Could you set down every entry exactly as it stands, without the images?
TASK DATA section start
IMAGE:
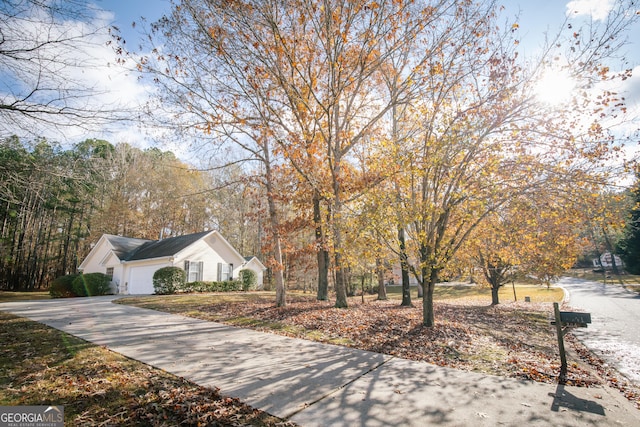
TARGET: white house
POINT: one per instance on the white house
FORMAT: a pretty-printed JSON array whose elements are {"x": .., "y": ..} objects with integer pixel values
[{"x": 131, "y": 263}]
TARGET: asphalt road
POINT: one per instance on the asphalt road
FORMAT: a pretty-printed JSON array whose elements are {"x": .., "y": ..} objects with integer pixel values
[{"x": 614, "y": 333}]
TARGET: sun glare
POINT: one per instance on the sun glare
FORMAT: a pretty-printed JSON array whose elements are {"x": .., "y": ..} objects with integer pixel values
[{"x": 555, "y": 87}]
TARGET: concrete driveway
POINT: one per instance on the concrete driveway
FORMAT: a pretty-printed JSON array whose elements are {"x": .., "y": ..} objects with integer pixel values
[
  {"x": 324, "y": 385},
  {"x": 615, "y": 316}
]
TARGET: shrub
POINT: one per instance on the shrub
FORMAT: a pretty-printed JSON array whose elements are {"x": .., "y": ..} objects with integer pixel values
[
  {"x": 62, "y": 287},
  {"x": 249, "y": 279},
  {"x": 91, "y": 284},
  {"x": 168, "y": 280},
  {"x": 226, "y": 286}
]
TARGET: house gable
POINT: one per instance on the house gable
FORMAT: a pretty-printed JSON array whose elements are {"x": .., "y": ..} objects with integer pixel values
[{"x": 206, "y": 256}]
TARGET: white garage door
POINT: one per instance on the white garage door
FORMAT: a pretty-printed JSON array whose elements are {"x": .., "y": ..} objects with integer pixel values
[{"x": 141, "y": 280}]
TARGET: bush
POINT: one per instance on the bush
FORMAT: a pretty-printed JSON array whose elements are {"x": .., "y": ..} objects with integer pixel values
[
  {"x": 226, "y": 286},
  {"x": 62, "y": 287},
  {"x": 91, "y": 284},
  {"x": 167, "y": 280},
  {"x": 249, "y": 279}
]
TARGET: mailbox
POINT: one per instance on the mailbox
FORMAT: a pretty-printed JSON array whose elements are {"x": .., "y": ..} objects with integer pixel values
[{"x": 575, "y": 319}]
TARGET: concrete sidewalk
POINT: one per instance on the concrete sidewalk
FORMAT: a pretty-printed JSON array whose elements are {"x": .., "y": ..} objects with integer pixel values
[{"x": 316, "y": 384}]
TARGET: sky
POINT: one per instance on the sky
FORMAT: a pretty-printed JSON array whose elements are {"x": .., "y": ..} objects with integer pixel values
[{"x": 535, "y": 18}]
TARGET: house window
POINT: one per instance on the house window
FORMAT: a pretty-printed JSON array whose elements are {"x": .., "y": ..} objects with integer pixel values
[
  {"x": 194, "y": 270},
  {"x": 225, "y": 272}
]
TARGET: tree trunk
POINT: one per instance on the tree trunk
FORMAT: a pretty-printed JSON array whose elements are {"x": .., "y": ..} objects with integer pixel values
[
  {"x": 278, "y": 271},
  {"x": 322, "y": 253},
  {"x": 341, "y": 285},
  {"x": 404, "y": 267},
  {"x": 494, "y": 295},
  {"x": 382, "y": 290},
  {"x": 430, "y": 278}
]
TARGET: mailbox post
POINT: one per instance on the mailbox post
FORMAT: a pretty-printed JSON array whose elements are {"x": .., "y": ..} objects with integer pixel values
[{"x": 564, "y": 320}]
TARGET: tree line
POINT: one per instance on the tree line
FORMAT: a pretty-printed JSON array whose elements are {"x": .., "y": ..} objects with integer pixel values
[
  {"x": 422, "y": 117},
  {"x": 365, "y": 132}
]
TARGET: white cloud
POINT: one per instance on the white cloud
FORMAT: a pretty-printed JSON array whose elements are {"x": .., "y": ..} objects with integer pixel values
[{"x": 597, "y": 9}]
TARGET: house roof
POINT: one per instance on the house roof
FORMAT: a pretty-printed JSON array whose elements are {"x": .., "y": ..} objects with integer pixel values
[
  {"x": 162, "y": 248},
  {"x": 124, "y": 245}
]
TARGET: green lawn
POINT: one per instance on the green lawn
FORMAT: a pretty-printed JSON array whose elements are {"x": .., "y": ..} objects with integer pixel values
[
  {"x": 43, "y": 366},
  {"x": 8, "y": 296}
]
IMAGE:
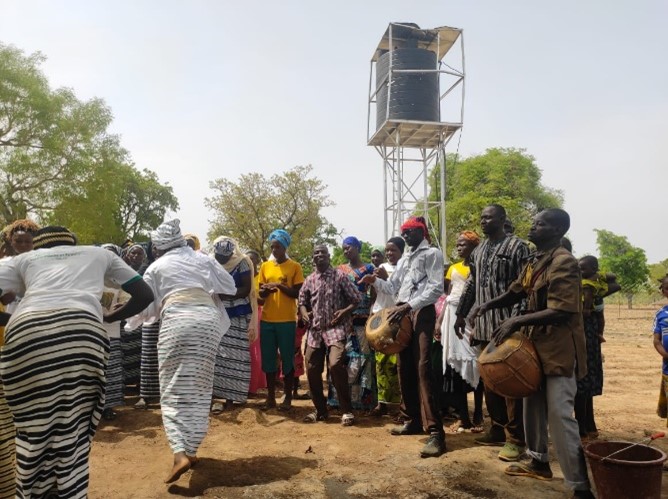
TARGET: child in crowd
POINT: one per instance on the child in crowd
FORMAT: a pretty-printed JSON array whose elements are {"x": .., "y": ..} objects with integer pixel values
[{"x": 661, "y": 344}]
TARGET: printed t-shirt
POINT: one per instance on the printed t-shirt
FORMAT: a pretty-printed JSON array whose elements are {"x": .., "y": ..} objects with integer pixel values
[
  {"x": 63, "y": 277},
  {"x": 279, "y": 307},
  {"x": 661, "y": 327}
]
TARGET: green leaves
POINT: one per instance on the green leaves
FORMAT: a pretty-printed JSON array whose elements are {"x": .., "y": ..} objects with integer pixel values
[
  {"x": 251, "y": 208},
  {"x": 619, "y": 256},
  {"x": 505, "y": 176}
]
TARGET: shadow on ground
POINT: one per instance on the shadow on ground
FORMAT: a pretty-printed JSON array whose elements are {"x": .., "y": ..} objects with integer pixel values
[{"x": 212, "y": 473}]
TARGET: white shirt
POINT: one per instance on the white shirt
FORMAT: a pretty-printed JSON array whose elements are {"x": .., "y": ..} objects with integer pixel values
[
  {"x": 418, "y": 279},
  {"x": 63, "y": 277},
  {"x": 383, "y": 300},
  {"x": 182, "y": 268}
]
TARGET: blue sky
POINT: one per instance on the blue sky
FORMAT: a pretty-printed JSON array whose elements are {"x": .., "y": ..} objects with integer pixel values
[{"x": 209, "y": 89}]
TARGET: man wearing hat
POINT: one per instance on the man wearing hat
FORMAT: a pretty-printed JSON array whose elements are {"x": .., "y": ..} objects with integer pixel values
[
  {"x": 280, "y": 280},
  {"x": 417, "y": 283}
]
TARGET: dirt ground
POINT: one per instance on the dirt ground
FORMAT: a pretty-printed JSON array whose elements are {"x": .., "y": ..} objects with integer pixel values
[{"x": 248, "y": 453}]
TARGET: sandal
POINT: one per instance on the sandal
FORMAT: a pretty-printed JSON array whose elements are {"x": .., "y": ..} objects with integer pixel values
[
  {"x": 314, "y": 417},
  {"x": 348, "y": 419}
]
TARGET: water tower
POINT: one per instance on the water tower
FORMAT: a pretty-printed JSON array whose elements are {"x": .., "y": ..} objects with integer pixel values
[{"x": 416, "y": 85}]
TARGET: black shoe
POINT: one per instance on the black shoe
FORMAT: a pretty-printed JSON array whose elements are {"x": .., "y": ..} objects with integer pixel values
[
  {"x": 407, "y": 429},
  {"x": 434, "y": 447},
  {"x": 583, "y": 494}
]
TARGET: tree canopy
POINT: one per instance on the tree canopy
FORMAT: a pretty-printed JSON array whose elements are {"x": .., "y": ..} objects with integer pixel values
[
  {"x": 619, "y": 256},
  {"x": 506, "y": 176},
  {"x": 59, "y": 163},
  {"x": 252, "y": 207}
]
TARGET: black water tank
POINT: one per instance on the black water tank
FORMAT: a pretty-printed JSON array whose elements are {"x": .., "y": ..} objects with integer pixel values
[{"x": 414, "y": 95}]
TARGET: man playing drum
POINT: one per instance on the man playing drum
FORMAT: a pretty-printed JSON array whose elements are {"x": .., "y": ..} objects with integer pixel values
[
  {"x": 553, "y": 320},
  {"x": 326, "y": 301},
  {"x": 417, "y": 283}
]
TASK DATA section end
# [ANSWER BELOW]
IMAGE:
TARGET: white house
POINT: one per instance on the white house
FORMAT: a pretty-printed JSON array whose elements are {"x": .., "y": ..} objects with integer pixel values
[{"x": 131, "y": 263}]
TARGET: asphalt road
POINT: one per instance on the asphalt road
FORMAT: a pretty-printed JSON array whose elements are {"x": .., "y": ..} objects with integer pixel values
[{"x": 614, "y": 333}]
TARGET: sun glare
POINT: one per instance on the sun glare
FORMAT: a pretty-printed JSON array whose elements are {"x": .., "y": ..} objects with integer pixel values
[{"x": 555, "y": 87}]
TARGET: concrete driveway
POINT: one per instance on the concrete driveway
FORMAT: a pretty-printed JSON array whose elements are {"x": .., "y": ..} objects with integer pixel values
[
  {"x": 324, "y": 385},
  {"x": 615, "y": 316}
]
TARGET: shrub
POINT: one per instance on the shrub
FORMAT: a pretty-printed JSON array whose elements are {"x": .., "y": ..} objects with integer pixel values
[
  {"x": 62, "y": 287},
  {"x": 249, "y": 279},
  {"x": 91, "y": 284},
  {"x": 168, "y": 280},
  {"x": 226, "y": 286}
]
TARGET: house gable
POINT: one per instance on the house gable
FORMAT: a pretty-printed JSON array whose elements are {"x": .., "y": ..} objects with integer pixel values
[{"x": 206, "y": 256}]
TARGET: white garage door
POINT: one per instance on the white garage door
FORMAT: a pretty-printed JSON array whose elements are {"x": .., "y": ..} objects with integer pixel values
[{"x": 141, "y": 280}]
TARGET: bush
POINT: one per instance on the bush
FORMAT: a pretty-printed JSON array whose elements are {"x": .., "y": ..} objects with integer pixel values
[
  {"x": 226, "y": 286},
  {"x": 62, "y": 287},
  {"x": 91, "y": 284},
  {"x": 167, "y": 280},
  {"x": 249, "y": 279}
]
TARGET: mailbox
POINT: one per instance on the mailbox
FORMAT: a pretty-printed JSON array whose elements are {"x": .., "y": ..} objects with integer pixel values
[{"x": 575, "y": 319}]
TARGET: concrete sidewalk
POINT: one per instance on the concrete sidewalk
FORMAT: a pretty-printed JSON array whose elements are {"x": .., "y": ..} objects with integer pixel values
[{"x": 316, "y": 384}]
TARGET: sky
POINT: one per instance on the sky
FORMAT: a pretty-printed JSON array whose elements are {"x": .., "y": ..} objects with integer pixel values
[{"x": 535, "y": 18}]
TARGET: house window
POINT: one per instance on the house window
FORMAT: a pretty-printed JSON array whose elements are {"x": .., "y": ..} objects with integer pixel values
[
  {"x": 194, "y": 270},
  {"x": 225, "y": 272}
]
TARGET: tree trunk
POINT: one per instance on the tree trunk
FORMAT: a pretty-printed JSON array whose elements are {"x": .., "y": ..} objects with integer pixel values
[
  {"x": 278, "y": 271},
  {"x": 322, "y": 253},
  {"x": 341, "y": 285},
  {"x": 404, "y": 267},
  {"x": 494, "y": 295},
  {"x": 382, "y": 290},
  {"x": 430, "y": 278}
]
TARGET: mailbox post
POINT: one per instance on the mailbox post
FORMAT: a pretty-printed JSON array whose elements are {"x": .., "y": ..} objects with integer pixel values
[{"x": 564, "y": 320}]
TARGET: tree line
POINT: one per instance on the tree line
FORMAT: a pretty-printed JSON array whose elements are {"x": .., "y": ..} objects with integer pixel values
[
  {"x": 422, "y": 117},
  {"x": 365, "y": 132}
]
TARGET: white cloud
POINT: one per instance on the white cloud
FORMAT: a pretty-printed JSON array whose elements are {"x": .., "y": ..} objects with integer pixel values
[{"x": 597, "y": 9}]
TARGET: house roof
POINT: one per instance on the house roof
FORMAT: a pretty-printed JSON array whose elements are {"x": .., "y": ..} objects with integer pixel values
[
  {"x": 162, "y": 248},
  {"x": 124, "y": 245}
]
TARGET: green lawn
POINT: one per instance on the green lawn
FORMAT: a pretty-printed JSON array whose elements are {"x": .., "y": ..} objects with integer pixel values
[
  {"x": 43, "y": 366},
  {"x": 8, "y": 296}
]
IMAGE:
TARGET: child in crowd
POINT: one per instance on the child in crowd
FORMAT: a pretty-printed JSON array whose elements are {"x": .., "y": ..} objects with integer pixel values
[{"x": 661, "y": 344}]
TARGET: printed t-shirt
POINT: one per instance on the printed t-shirt
FORMAT: a pretty-printed JSON array whose elements are {"x": .., "y": ..} objects with integer pixel values
[
  {"x": 63, "y": 277},
  {"x": 279, "y": 307},
  {"x": 661, "y": 327}
]
TARGET: green leaves
POINT: one per instance on the green leaves
FORMAT: a pretty-printed JSON array whose elements are {"x": .., "y": ..} objects with integer pixel values
[
  {"x": 251, "y": 208},
  {"x": 619, "y": 256},
  {"x": 505, "y": 176}
]
TARGET: shadow on ground
POINT: one per instance on the shadow on ground
FORMAT: a pretty-printed JSON array whose elements are {"x": .., "y": ..} objects with integer pixel values
[{"x": 212, "y": 473}]
TARGET: white shirt
POINT: one per instance on the white shirt
FORMAT: a pretty-printed JSON array whose elements are {"x": .., "y": ..} objects with integer pixel values
[
  {"x": 418, "y": 279},
  {"x": 63, "y": 277},
  {"x": 383, "y": 300},
  {"x": 182, "y": 268}
]
TARGET: blue sky
POINT: one per instance on the blue sky
FORMAT: a pretty-printed JSON array whose elements are {"x": .., "y": ..} objects with integer pixel values
[{"x": 209, "y": 89}]
TARGET: man wearing hat
POINT: one per instance on the man wearing hat
FORMAT: a pretty-printed JSON array whose elements are {"x": .., "y": ..} objects with integer pixel values
[
  {"x": 280, "y": 280},
  {"x": 417, "y": 283}
]
TARGET: dirt ground
POINT: one per instance on the dirt ground
FORMAT: a pretty-printed JSON array whose elements are {"x": .., "y": ..} objects with integer pixel values
[{"x": 248, "y": 453}]
TARGET: sandal
POINT: one per instance on the sandal
FORMAT: a pretty-printed JSON array whose elements are {"x": .., "y": ..} objects with integer pixel values
[
  {"x": 314, "y": 417},
  {"x": 348, "y": 419}
]
TARGET: water tower
POINT: one per instance on the water tower
FORMAT: a pretty-printed JSON array whose elements are {"x": .., "y": ..} objects with integer pixel values
[{"x": 416, "y": 85}]
TARGET: black shoe
POINT: one per instance on the black shoe
FORMAT: a pretty-printed JSON array whose elements are {"x": .., "y": ..} objects with integer pixel values
[
  {"x": 407, "y": 429},
  {"x": 434, "y": 447},
  {"x": 583, "y": 494}
]
TARGET: tree canopy
POINT: one per instance on the tree canopy
FORMAT: a pretty-printed JSON array whose elements are {"x": .., "y": ..} objects with integer pixel values
[
  {"x": 619, "y": 256},
  {"x": 506, "y": 176},
  {"x": 59, "y": 163},
  {"x": 252, "y": 207}
]
TARGET: black water tank
POINT: one per instance on the black water tank
FORMAT: a pretty-printed JSON array whose elements are {"x": .., "y": ..} objects with integer pixel values
[{"x": 414, "y": 95}]
TARGET: man playing drum
POINT: one per instance on the man playing drum
FORMAT: a pretty-printed JSON array whose elements are {"x": .., "y": ..} objects with integer pixel values
[
  {"x": 553, "y": 320},
  {"x": 326, "y": 301},
  {"x": 417, "y": 283}
]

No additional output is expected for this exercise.